Exercise details
Give back every record exactly, images excluded.

Records shown

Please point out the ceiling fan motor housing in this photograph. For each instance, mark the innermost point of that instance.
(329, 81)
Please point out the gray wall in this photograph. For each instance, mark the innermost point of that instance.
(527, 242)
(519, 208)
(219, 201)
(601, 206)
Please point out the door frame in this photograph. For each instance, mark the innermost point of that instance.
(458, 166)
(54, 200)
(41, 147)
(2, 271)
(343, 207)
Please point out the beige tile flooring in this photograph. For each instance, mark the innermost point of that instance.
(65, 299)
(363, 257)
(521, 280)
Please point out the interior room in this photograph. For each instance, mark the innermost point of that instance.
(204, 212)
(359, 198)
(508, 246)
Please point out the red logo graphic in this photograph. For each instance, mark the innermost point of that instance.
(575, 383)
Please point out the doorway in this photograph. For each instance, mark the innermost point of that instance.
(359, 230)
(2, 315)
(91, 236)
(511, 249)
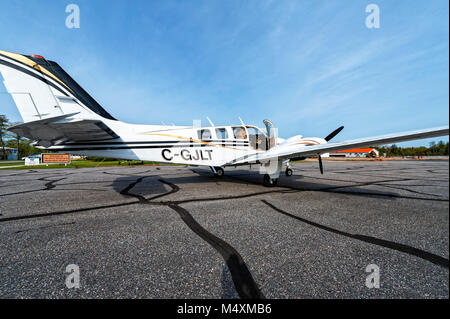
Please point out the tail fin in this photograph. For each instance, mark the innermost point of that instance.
(42, 89)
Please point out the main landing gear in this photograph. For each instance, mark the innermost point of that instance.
(288, 171)
(269, 182)
(218, 171)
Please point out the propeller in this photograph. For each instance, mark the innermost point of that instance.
(334, 133)
(320, 165)
(328, 138)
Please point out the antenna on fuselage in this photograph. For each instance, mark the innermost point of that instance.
(210, 122)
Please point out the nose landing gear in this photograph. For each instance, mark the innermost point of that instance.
(218, 171)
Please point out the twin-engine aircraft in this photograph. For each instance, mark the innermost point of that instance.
(60, 116)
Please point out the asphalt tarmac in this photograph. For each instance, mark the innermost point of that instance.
(179, 232)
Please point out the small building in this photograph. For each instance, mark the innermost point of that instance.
(357, 152)
(11, 153)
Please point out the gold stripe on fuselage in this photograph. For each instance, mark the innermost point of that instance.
(191, 140)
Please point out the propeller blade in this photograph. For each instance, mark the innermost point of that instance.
(333, 134)
(320, 165)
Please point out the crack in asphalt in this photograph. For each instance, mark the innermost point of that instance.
(43, 227)
(242, 278)
(435, 259)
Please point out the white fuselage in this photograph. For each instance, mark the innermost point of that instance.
(203, 146)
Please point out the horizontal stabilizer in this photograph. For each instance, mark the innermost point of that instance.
(64, 128)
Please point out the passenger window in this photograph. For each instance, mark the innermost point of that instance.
(221, 133)
(204, 135)
(239, 133)
(257, 138)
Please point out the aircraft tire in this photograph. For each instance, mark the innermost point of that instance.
(289, 172)
(269, 182)
(219, 171)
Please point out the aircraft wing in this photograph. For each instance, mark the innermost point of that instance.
(288, 151)
(64, 128)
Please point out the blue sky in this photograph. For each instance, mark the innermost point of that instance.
(309, 66)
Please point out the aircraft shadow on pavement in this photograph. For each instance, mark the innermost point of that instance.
(149, 185)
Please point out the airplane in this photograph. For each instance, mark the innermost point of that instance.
(59, 115)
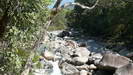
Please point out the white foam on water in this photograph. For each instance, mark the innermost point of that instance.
(56, 69)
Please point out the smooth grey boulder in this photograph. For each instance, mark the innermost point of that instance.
(68, 69)
(113, 61)
(80, 56)
(125, 70)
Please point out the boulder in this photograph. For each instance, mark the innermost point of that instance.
(80, 56)
(125, 70)
(68, 69)
(83, 72)
(49, 55)
(113, 61)
(64, 33)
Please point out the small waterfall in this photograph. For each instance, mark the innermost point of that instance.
(56, 69)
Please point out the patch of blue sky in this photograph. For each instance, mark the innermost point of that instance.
(63, 2)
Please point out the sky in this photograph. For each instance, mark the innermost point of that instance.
(63, 1)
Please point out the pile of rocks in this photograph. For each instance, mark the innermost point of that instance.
(77, 59)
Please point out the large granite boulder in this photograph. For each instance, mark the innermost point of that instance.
(113, 61)
(68, 69)
(125, 70)
(80, 56)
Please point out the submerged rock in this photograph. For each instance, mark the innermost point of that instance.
(125, 70)
(80, 56)
(113, 61)
(68, 69)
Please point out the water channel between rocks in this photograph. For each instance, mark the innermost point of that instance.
(59, 52)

Reply to the task
Please point out the ceiling fan motor housing in this photograph. For each instance, mark the innermost point of that instance.
(329, 81)
Please point out the gray wall in this photograph. For each instance, mark the innermost point of that instance.
(527, 242)
(519, 208)
(219, 201)
(601, 206)
Please point out the door frame in this photograph. For each instance, mark the innermost point of that instance.
(458, 166)
(54, 200)
(41, 147)
(2, 271)
(343, 207)
Please point out the beige tile flooring in this photograph. For each instance, mark the innermost point of that instance.
(65, 299)
(363, 257)
(521, 280)
Please point out the interior room in this photograph. For each instance, mark the innermost point of that instance.
(204, 212)
(359, 198)
(508, 246)
Please point out the red logo graphic in this photograph. For each instance, mark the innermost point of that instance.
(575, 383)
Please point out the doorway in this photograph. For each instance, mark the innermost point of that instance.
(359, 230)
(2, 315)
(91, 236)
(511, 249)
Please point out the tail fin in this photograph. For each instance, mark the innermost point of that instance.
(42, 89)
Please point out the main landing gear in this photograph. For each instance, mark the innermost point of that instance.
(288, 171)
(269, 182)
(218, 171)
Please point out the propeller in this photograph. For each instance, mark the innermost point of that instance.
(334, 133)
(320, 165)
(328, 138)
Please point out the antenna on fuselage in this photograph. For each instance, mark the innermost point of that instance.
(210, 122)
Please point out the nose landing gear in this photograph. For each instance, mark the innermost point of that instance.
(218, 171)
Please point out the twin-engine aircraft in this photograph. For each instance, mark the innermost point of that instance.
(60, 116)
Please point out the asphalt tarmac in this photograph. For each instance, mark the innermost point of that instance.
(179, 232)
Please point out the small building in this photograph. For each instance, mark the innermost point of that instance.
(357, 152)
(11, 153)
Please point out the gold stripe on fuselage in this photograph. For each instance, mark the innermost point of that instance.
(191, 140)
Please point out the propeller blade in this photograph. For each instance, mark the innermost point of that instance.
(333, 134)
(320, 165)
Please point out the crack in asphalt in this photograph. For each instance, mark the innermost point of that instance.
(43, 227)
(242, 278)
(435, 259)
Please point out the white fuselage in this photograph. For each instance, mark the innermost point of that instance.
(203, 146)
Please point out the horizontal stabilizer in this photograph. For each instance, mark the innermost point of that instance.
(64, 128)
Please point out the passenger window in this photograph. For each instance, mark the innermost point of that instance.
(221, 133)
(204, 135)
(239, 133)
(257, 138)
Please point out the aircraft tire in this photograph. For each instance, mark the innermost point of that instance.
(289, 172)
(269, 182)
(219, 171)
Please point out the aircraft wing in this photograph. For each instance, mark the innermost point of that instance.
(288, 151)
(64, 128)
Please point out the blue sky in this photograph. For each instance, mark the innermost point of that instance.
(309, 66)
Please point out the aircraft shadow on pavement in this photograph. For each instance, mark the innermost point of that instance.
(149, 185)
Please point out the airplane in this photograph. For each instance, mark the innermost point of that instance.
(59, 115)
Please point out the white foam on water in this photograph. For each instance, mark the innermost point of that instance.
(56, 69)
Please point out the smooth grey boulder in this photograph. For each instance, mark the innermost point of that instance.
(68, 69)
(113, 61)
(80, 56)
(125, 70)
Please point out the boulder in this photograph. For each instance, mark the innermost point of that instance.
(80, 56)
(125, 70)
(68, 69)
(83, 72)
(49, 55)
(113, 61)
(64, 33)
Please point out the small waterfall in this photograph. For each instance, mark the innermost point of that instance.
(56, 69)
Please point out the patch of blue sky in this photograph. For each instance, mark the innermost point of that instance.
(63, 2)
Please point out the sky in this photograph. For each instance, mark the innermost point of that instance.
(63, 1)
Please point out the pile of rocks in this photograph. For each instance, mark the innermost point of that instance.
(77, 59)
Please point out the large granite boulder in this photograph. For each instance, mark the innermost point of that instance.
(113, 61)
(68, 69)
(125, 70)
(80, 56)
Please point out the submerged rock in this photograph. For each instance, mark the innermost point of that instance.
(125, 70)
(80, 56)
(113, 61)
(68, 69)
Please point out the water channel between rocks in this photograph. For each instance, mark the innermost point of that instance.
(59, 52)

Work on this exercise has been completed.